> [DATASET EXTRACT]
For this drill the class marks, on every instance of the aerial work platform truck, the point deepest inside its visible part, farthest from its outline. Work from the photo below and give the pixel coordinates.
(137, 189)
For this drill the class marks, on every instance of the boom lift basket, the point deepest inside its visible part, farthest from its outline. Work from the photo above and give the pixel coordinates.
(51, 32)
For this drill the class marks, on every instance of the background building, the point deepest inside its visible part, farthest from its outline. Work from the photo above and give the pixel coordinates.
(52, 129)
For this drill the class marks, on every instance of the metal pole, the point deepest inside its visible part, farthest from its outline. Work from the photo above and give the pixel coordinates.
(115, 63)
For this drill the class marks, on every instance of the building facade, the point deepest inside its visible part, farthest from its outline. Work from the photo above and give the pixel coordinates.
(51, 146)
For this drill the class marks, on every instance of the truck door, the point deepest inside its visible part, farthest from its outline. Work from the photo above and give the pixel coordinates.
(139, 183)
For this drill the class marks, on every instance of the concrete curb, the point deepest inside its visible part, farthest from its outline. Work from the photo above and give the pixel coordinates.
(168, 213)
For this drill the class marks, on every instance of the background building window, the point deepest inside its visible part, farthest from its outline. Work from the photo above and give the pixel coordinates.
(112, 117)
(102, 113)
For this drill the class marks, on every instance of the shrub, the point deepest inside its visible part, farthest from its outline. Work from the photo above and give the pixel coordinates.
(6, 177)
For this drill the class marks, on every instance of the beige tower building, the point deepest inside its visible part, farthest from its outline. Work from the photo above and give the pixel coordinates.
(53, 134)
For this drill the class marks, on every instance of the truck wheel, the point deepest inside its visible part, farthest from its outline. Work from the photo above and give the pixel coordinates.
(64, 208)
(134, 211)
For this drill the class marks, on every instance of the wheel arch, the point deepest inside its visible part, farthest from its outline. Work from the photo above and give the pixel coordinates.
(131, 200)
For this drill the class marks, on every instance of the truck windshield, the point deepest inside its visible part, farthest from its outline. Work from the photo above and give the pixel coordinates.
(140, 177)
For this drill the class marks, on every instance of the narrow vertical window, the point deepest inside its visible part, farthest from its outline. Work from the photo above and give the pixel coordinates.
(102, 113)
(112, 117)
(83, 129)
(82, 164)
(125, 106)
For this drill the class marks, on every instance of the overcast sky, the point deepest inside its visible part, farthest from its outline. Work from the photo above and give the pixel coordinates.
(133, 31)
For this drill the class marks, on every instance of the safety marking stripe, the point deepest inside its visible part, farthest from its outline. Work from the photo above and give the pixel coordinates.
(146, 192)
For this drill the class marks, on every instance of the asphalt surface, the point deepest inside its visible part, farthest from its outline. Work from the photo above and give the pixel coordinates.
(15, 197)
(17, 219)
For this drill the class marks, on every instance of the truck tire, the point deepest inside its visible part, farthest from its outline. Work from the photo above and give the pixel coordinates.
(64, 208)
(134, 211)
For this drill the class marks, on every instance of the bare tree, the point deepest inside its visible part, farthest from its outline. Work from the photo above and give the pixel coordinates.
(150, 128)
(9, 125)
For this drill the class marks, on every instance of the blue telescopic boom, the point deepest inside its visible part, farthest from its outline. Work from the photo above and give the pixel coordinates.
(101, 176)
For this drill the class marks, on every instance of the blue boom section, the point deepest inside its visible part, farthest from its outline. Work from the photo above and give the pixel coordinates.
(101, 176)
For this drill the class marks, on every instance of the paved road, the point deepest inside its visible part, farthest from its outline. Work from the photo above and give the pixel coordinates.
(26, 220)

> [SET TASK]
Copy out everything above from the line containing "of the bare" down to the end of the material, requests included. Multiply every point coordinate in the answers by 0.75 and round each to the nearest whole number, with halves rounded up.

> [EXPECTED ANSWER]
For this drill the class marks, on every instance of the bare tree, the point deepest inside its visible part, farthest from its outline. Work from the photo above and give the pixel coordinates.
(113, 96)
(7, 94)
For this drill the class marks, on every instance of the blue telescopic boom, the point deepest inside its visible part, farthest from its outline. Work from the photo above and give the pixel coordinates.
(76, 132)
For this drill the class marks, on every instance of the blue boom section, the point deepest inside its visible part, farthest from its outline. Work from the photo above and give the pixel coordinates.
(76, 132)
For this drill the class marks, on every instance of the paved road, the point deepest inside its visible part, farthest from its outline. Work from the photo above and give the pixel coordinates.
(20, 165)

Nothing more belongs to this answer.